- [TO DO]:
[1] Reproduce the passage of the excerpt on detecting game abusers from "Hence, our hopes" to "also simplified into gamefeature1 through gamefeature4.".
[2] In the excerpt on detecting game abusers, above what value of 1coin was a user labeled an abuser in the first testing model?
[3] Decide whether each statement agrees with the excerpt on detecting game abusers: (a) the game database currently has 26 sets of variables that can be publicly mentioned; (b) the 1coin and 2coin values were used in training the model; (c) logincnt belongs to Rank Information.

Supervised learning is the method in which machines process data with labels in it. Labels are categories attached to each datapoint, that could tell the machine which group or type that datapoint belonged to. In our case, our extracted data from the Game server has abusers (who have been banned, or have abnormally high amounts of game currency), and non-abusers. By “labeling,” we really mean putting a category for each user, either 0 or 1, where 0 stood for a perfectly normal user whom we deemed to be a regular game user, and 1 stood for a user who showed evidence of cheating. Hence, by feeding these labelled data sets (where we explicitly tell the machine whether each user is an abuser or not), it serves as what others call “training data.” We train the machine on this dataset, in hopes that it can provide us answers to whether the new, unknown users are abusers or not. As an analogy, it is not unlike taking a mock examination paper with given answer keys, before taking an actual examination. The infographic below gives a good idea on what we are aiming for.

Hence, our hopes are that the machine could detect abusers with high accuracy based on previous labeling already done. 

The data

In our game database, we currently have 26 sets of variables that can be publicly mentioned. For better visibility, we split the available data into types. Without going into too much detail, there are 4 variables which account for game currency data, and we will label them as 1coin2coin3coin, and 4coin. We have also replaced all game-defining play information with a generic gamefeature name, to protect the game’s identity. Game features are also simplified into gamefeature1 through gamefeature4.

  • User Information (pertaining to game currency, game experience and levels): lv, exp, allcoin, SHC, 2coin, pheart, bheart, 1coin, userruby
  • Play Information (pertaining to game scores or game achievements): GF1, gamefeature1, gamefeature2, skillcnt, gamefeature3, AC, avgcoing, gamefeature4, playcnt
  • Rank Information (pertaining to game performance): rank1cnt, rank2cnt, rank3cnt
  • login Information (pertaining to login counts): logincnt, cntlogincnt, maxlogincnt
  • Other: tutorialflg, invcnt

Hence, there are roughly 5 big groups of information that we can use in our modelling for this situation. In our first testing scenario, we wanted to look for a model that could generally pick up on abnormally high values of game currencies. For this reason, in our first testing model, not only were banned users labelled as abusers, users with abnormally high values of game currencies (variables: 1 coin above 9,999,999 & 2 coin above 100,000,000) were labelled as such as well. 

However, in fear of overfitting, these coin values used to label the data (1coin & 2coin) were not considered in the training of the model later. This is because, while we would get a near perfect accuracy, we would not be able to get a good view on other cheating behaviors as well. Hence, in our initial labeling of data, our data sample had the following breakdown:

0 (Non-abuser) 1 (Abuser)
94,833 15,165

With over 100,000 datapoints, this seemed to be a good amount for the model to learn adequately, while maintaining speed of the ML algorithm. Even though the data seems to be slightly imbalanced, we can deal with this later.

- [ITEMS]:

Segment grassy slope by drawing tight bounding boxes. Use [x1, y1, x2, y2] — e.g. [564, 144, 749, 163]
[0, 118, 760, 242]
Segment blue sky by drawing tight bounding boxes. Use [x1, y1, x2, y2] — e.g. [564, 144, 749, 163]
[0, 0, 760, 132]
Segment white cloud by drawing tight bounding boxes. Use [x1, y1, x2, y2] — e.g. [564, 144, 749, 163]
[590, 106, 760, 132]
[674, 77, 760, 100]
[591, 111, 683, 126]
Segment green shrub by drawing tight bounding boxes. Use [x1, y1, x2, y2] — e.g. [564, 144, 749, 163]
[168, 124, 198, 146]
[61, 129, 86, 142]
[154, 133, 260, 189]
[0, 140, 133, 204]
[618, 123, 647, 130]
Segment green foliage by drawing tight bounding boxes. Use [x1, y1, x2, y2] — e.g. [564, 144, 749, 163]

- [RESULTS FOR THE EXERCISE]:
[1]
Hence, our hopes are that the machine could detect abusers with high accuracy based on previous labeling already done. 

The data

In our game database, we currently have 26 sets of variables that can be publicly mentioned. For better visibility, we split the available data into types. Without going into too much detail, there are 4 variables which account for game currency data, and we will label them as 1coin2coin3coin, and 4coin. We have also replaced all game-defining play information with a generic gamefeature name, to protect the game’s identity. Game features are also simplified into gamefeature1 through gamefeature4.

[2] Above 9,999,999.

[3]
(a) Yes: "we currently have 26 sets of variables that can be publicly mentioned"
(b) No: "these coin values used to label the data (1coin & 2coin) were not considered in the training of the model later"
(c) No: "Rank Information (pertaining to game performance): rank1cnt, rank2cnt, rank3cnt"